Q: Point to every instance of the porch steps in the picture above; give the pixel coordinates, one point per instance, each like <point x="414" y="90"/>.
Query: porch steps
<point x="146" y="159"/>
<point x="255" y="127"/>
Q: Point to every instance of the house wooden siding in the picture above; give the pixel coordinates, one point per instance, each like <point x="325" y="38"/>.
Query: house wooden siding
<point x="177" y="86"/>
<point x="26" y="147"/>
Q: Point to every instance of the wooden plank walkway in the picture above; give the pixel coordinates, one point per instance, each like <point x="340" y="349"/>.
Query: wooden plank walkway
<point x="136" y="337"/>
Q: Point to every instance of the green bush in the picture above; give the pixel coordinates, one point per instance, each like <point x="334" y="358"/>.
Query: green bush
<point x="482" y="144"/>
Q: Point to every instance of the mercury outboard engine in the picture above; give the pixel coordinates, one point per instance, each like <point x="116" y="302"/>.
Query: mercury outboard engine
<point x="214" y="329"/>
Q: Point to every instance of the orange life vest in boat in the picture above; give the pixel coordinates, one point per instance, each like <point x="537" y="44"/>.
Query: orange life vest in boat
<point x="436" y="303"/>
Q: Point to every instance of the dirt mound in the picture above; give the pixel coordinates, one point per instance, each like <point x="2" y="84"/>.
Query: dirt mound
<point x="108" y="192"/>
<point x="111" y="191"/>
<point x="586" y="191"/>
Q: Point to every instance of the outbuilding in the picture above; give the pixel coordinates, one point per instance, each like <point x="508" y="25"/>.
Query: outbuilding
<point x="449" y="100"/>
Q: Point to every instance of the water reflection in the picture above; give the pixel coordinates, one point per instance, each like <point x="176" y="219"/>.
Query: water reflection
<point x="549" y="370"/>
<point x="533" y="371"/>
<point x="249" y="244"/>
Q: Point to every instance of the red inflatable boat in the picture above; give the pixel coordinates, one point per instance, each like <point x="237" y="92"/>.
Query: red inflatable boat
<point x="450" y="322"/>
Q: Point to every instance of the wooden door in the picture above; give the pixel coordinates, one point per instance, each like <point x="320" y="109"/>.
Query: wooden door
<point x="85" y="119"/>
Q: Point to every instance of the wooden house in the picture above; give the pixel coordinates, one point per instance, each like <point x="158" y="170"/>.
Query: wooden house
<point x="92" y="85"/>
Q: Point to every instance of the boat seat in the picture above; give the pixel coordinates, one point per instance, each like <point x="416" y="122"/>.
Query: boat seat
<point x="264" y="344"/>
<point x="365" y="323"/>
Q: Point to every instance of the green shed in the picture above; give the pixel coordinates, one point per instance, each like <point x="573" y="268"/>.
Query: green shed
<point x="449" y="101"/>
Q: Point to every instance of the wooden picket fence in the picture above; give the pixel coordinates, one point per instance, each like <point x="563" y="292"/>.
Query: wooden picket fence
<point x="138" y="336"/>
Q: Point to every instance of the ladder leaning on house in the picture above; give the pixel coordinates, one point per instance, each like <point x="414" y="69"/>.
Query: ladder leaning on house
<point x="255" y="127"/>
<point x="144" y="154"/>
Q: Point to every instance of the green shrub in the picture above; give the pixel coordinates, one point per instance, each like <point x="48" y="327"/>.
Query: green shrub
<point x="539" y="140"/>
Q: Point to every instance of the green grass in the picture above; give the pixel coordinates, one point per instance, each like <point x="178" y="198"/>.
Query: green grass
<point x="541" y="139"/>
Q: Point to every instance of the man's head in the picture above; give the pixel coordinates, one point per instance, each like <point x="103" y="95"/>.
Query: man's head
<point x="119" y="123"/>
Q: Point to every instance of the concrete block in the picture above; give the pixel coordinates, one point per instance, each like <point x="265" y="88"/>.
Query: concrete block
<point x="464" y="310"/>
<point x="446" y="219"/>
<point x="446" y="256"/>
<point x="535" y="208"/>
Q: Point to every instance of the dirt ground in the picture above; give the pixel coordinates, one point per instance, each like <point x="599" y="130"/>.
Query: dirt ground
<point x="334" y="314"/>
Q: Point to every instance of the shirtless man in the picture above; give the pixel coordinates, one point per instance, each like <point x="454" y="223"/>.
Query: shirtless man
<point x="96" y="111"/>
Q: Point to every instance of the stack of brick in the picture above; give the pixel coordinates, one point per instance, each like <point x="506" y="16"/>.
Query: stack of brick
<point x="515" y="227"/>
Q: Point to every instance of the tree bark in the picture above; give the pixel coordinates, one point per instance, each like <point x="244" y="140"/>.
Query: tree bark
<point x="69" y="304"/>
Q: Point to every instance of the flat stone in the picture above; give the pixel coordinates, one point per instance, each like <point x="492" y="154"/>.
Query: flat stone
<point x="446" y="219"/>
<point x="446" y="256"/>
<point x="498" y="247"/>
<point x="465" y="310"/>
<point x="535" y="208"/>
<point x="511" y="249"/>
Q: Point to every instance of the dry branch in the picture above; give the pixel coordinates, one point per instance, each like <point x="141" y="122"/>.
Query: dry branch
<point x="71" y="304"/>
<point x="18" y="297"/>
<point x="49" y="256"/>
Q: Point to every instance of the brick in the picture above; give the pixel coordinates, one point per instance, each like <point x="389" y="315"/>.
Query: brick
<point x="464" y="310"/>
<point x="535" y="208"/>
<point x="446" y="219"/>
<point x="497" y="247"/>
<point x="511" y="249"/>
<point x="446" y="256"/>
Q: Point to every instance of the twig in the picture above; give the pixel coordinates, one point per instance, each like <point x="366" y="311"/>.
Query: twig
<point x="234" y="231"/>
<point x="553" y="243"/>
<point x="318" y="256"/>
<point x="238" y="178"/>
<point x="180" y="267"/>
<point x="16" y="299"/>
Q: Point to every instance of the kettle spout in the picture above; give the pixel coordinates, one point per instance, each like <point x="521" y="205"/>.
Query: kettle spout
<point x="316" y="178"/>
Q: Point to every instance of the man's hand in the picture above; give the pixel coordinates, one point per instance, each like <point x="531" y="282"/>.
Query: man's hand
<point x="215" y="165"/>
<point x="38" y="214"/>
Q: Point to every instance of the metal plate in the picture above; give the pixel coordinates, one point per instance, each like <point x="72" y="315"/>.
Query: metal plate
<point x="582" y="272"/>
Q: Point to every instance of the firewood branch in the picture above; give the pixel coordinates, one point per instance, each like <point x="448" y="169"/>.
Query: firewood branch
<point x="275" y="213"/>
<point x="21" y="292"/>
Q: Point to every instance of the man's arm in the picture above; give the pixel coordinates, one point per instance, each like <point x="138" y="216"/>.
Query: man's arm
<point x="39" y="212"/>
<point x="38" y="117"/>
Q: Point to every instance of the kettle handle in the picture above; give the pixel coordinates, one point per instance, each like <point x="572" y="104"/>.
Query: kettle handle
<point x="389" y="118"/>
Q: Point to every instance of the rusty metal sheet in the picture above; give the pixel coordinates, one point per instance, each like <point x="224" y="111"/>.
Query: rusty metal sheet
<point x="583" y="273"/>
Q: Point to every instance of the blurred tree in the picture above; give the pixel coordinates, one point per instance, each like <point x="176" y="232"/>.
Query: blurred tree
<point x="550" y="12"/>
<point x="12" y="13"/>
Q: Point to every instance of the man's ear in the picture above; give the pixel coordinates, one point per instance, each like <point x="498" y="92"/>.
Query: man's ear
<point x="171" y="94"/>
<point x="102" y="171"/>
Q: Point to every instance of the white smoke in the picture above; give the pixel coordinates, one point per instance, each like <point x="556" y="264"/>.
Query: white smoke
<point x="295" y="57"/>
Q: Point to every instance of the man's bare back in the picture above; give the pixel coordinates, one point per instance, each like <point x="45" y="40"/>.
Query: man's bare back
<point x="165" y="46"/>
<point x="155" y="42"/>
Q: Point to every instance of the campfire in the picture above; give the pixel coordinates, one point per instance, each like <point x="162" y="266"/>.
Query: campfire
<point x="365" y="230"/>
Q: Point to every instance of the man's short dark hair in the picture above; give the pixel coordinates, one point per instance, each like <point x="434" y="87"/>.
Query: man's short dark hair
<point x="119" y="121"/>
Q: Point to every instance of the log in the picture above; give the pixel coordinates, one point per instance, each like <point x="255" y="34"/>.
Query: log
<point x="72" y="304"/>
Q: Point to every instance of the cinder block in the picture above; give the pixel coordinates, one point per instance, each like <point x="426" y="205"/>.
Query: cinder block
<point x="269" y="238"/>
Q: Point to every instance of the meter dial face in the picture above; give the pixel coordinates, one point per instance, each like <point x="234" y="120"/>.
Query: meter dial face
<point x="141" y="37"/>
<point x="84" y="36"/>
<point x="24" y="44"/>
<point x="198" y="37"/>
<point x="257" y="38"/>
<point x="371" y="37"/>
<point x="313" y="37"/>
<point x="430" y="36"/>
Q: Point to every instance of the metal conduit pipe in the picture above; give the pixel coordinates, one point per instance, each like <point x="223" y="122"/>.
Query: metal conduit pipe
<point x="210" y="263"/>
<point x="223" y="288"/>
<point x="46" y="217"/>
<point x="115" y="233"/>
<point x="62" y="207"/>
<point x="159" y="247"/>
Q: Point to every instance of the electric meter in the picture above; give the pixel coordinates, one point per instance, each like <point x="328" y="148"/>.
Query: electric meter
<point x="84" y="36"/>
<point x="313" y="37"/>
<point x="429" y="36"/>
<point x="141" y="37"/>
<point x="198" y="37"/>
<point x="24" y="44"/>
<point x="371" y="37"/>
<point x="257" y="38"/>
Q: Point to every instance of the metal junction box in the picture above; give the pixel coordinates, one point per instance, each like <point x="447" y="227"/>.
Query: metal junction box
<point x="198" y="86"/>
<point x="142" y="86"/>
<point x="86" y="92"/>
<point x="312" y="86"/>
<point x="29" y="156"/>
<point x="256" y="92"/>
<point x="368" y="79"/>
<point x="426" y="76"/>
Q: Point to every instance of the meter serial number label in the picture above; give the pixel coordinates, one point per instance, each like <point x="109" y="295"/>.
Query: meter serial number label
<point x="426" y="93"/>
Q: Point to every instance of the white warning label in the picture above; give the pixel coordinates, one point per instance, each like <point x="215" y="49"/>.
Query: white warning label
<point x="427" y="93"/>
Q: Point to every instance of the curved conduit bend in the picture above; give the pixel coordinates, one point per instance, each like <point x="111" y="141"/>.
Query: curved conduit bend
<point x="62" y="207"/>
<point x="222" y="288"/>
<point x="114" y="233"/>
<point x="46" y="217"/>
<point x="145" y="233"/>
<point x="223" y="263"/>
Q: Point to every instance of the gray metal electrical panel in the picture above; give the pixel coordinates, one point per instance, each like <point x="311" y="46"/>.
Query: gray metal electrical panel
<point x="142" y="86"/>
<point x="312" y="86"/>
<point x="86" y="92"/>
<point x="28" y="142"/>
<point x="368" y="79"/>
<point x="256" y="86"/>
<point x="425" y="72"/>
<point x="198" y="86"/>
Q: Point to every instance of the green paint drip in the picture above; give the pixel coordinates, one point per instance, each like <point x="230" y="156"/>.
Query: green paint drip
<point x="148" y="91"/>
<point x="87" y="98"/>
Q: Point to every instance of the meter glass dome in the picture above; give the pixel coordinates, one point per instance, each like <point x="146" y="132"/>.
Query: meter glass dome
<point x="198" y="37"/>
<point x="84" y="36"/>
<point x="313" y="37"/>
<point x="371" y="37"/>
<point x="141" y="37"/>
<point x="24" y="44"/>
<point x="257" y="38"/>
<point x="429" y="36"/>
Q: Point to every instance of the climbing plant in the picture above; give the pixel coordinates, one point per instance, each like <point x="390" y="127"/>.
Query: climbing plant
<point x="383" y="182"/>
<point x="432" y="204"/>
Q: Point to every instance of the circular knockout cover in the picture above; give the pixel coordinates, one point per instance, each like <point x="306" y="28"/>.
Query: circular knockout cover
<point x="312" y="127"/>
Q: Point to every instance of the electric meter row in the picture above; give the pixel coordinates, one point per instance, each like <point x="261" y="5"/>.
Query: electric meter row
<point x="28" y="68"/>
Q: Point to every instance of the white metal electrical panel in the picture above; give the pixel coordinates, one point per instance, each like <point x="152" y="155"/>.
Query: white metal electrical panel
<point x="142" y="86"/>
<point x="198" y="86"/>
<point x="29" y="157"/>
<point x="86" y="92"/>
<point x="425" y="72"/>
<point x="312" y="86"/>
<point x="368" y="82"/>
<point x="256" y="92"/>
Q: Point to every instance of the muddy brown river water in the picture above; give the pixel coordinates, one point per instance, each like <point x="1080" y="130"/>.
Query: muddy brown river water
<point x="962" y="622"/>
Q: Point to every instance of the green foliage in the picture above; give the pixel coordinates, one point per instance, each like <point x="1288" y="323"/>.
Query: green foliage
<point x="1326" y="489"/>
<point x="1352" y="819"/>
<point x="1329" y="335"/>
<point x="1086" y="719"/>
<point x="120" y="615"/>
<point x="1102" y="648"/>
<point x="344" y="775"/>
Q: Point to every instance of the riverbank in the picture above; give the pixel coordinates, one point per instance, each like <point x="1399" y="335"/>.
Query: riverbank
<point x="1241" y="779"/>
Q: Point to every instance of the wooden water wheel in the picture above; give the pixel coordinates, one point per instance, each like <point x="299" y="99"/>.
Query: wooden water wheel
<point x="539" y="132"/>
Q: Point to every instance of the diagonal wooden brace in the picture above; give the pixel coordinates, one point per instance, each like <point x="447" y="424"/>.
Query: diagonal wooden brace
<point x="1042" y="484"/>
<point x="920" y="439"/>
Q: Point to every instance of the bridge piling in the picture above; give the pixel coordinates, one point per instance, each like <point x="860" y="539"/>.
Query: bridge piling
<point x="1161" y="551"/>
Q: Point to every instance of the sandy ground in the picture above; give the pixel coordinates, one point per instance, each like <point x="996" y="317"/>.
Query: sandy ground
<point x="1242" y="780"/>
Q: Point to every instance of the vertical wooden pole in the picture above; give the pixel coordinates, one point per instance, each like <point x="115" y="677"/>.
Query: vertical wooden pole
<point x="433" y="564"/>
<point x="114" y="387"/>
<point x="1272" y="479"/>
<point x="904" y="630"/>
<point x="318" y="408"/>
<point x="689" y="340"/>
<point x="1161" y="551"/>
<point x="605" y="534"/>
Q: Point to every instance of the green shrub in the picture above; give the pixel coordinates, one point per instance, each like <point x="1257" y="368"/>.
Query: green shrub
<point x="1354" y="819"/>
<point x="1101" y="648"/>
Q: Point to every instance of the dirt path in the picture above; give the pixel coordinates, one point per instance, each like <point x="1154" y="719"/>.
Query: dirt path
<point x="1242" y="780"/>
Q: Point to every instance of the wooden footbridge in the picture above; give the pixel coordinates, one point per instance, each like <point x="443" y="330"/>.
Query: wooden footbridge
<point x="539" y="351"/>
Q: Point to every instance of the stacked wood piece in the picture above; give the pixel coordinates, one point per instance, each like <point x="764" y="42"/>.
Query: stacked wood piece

▬▬▬▬▬▬

EXERCISE DESCRIPTION:
Using the material above, reproduce exactly the line that contains "Q: Point to every instance of the dirt path" and all lines after it through the last one, and only those.

SOLUTION FOR THIS PROBLEM:
Q: Point to every instance of the dirt path in the picture above; give the pixel coordinates, one point per instance, each like <point x="1154" y="719"/>.
Query: dirt path
<point x="1242" y="780"/>
Q: Point to every instance of the wooden footbridge in the picture above; give the pixel coordinates, one point per instance, each like <point x="443" y="330"/>.
Query: wooden footbridge
<point x="539" y="351"/>
Q: Point to every instance of the stacked wood piece in the picture above; give the pixel coordinates, one point per instance, each like <point x="764" y="42"/>.
Query: stacked wood piece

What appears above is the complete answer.